WHAT THE TASK REQUIRES -
Lay out every line of the entries below as a numbered list, leaving out the blank lines.
[start]
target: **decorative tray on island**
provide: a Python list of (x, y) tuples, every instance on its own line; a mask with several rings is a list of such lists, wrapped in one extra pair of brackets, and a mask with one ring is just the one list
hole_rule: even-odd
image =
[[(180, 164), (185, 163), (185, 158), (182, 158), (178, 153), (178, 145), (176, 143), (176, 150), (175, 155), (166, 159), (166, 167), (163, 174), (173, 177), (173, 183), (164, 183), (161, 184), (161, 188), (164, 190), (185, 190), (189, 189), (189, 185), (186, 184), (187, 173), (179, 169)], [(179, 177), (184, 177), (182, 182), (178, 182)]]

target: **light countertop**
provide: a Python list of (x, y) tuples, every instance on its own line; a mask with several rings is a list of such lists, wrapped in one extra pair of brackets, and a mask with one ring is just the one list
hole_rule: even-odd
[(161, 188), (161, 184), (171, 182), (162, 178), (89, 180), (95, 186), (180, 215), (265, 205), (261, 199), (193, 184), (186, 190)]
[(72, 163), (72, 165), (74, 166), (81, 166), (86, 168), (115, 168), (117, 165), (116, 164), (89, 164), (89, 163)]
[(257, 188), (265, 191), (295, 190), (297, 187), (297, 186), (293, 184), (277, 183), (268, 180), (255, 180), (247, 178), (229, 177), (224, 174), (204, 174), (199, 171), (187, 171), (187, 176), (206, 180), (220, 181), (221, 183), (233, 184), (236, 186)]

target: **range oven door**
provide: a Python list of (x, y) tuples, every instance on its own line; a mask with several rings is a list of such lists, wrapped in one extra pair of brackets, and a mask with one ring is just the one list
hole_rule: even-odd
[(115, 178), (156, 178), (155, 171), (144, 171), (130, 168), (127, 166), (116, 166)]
[end]
ANSWER TO THE TASK -
1. target: **decorative tray on island**
2. provide: a Python list of (x, y) tuples, every instance on its own line; a mask with several rings is a list of such lists, wrapped in one extra pair of brackets, and a mask with one ring is just the one list
3. hole_rule: even-odd
4. image =
5. [[(180, 164), (185, 163), (185, 158), (182, 158), (178, 153), (178, 145), (176, 143), (176, 150), (175, 155), (166, 159), (166, 167), (163, 174), (173, 177), (173, 183), (164, 183), (161, 184), (161, 188), (164, 190), (185, 190), (189, 189), (189, 185), (186, 184), (187, 173), (179, 169)], [(179, 177), (184, 177), (182, 182), (178, 182)]]
6. target: **light countertop**
7. provide: a Python list of (x, y) tuples, every instance on its own line; a mask with several rings is a list of such lists, wrapped in one extra pair of brackets, and a mask with one ring is just the one list
8. hole_rule: even-odd
9. [(161, 188), (161, 184), (171, 182), (162, 178), (89, 180), (95, 186), (180, 215), (265, 205), (261, 199), (193, 184), (186, 190)]
10. [(72, 163), (72, 165), (74, 166), (81, 166), (86, 168), (115, 168), (117, 165), (116, 164), (89, 164), (89, 163)]
11. [(257, 188), (265, 191), (295, 190), (297, 187), (297, 186), (293, 184), (277, 183), (268, 180), (255, 180), (247, 178), (229, 177), (224, 174), (204, 174), (199, 171), (187, 171), (187, 176), (206, 180), (220, 181), (221, 183), (233, 184), (236, 186)]
12. target: **range oven door**
13. provide: a Python list of (x, y) tuples, every instance on its own line; a mask with several rings is a list of such lists, wrapped in one extra pair of brackets, and a mask with one ring is just the one list
14. hole_rule: even-odd
15. [(115, 178), (156, 178), (155, 171), (144, 171), (130, 168), (127, 166), (116, 166)]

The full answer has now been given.